* Text shown:
============================================================

Extreme weather events can also have lasting ecological impacts. Extreme flooding, as can happen with a hurricane or exceptionally long rain event, may overflow wastewater lagoons from animal agriculture, which can release harmful bacteria and viruses into surface water, ground water, and soils. It can also effectively drown plants that aren’t accustomed to having “wet feet” or being wet for prolonged periods. Prolonged drought or extreme heat can exacerbate wildfires, particularly in areas where nonnative species have taken hold, or cause animals reliant on scarce sources of water to die in search of that water.
While there’s little we can do to prevent extreme weather events (aside from all of the things already mentioned in Part 1 and Part 2), there are things we can do to help better prepare ourselves to withstand these events, including:
• Reforest areas that have been deforested, thus trapping more carbon and offering some temperature buffering against extreme heat or cold;
• Diversify our energy supply, so that when extreme weather events happen it’s less likely that people will lose power for days—or weeks, or months;
• Work to create more localized food supplies—which means that fewer people will be impacted by extreme weather events elsewhere, when supply chains are disrupted, and that food won’t have to travel as far which can reduce fossil fuel usage;
• Green roofing and stormwater wetlands to help buffer against large rain events and mitigate impacts of urbanization; and
• Plant a diversity of native species, which are better suited for the extreme weather we’re likely to face—wherever we are—and which will support a biodiverse set of species, which will also need to survive these extreme weather events.

============================================================

* Data for review:
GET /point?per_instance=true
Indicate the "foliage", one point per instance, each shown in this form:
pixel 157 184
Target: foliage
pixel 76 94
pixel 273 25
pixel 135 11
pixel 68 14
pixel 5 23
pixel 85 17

============================================================

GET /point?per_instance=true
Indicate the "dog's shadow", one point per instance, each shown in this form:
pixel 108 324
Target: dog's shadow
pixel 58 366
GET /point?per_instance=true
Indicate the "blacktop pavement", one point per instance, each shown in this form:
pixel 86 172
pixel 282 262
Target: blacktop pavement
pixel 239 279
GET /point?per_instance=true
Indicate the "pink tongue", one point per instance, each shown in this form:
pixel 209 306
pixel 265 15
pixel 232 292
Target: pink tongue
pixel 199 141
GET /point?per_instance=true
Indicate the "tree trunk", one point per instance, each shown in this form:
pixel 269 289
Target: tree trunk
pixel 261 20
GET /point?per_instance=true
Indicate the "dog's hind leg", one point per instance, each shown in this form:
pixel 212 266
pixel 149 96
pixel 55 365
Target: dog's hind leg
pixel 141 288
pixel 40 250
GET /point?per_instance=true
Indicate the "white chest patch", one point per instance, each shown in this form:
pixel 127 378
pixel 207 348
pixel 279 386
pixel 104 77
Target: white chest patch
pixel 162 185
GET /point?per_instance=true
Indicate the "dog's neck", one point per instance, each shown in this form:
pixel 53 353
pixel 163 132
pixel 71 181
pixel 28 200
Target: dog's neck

============================================================

* Exercise description: Could you continue the passage on extreme weather from the point where it stops? The items have no connection to the passage on extreme weather.

* Answer to this problem:
If you’ve read this entire series—first, thank you! Second, I know that speaking about impending (and existing) environmental catastrophe can be bleak and can leave people feeling helpless. My coworkers and I are in this work because we believe individuals—along with non-governmental organizations, corporations, and government—can still make a difference in the world. If you’d like more resources to support your individual efforts that go beyond “reduce, reuse, recycle” and “reduce your carbon footprint” type rhetoric, you might consider:
• Reaching out to your local university extension office for advice about a variety of topics including gardening in your area, local plants and wildlife, environmental research projects you might be able to support, and more;
• Planting more native species in your yard (if you have a yard) or creating pollinator habitat;
• Engaging in citizen science—which you can do through non-profits, apps, and universities—focused on your local ecology;
• Getting trained by a local non-profit as a volunteer naturalist or land steward;
• Donating land or money to a conservation or community land trust (including as part of your will);
• Getting involved in local conservation or restoration groups—which do everything from political advocacy to land stewardship to helping educate others on responsible use of resources;
• Working with a local gleaning group to pick up extra food from land owners (generally from fruit trees and gardens), which can then be redistributed to people in need in your community—and which prevents that food from going to waste, potentially in a landfill); and
• Work to elect officials who will support better environmental policy in your communities.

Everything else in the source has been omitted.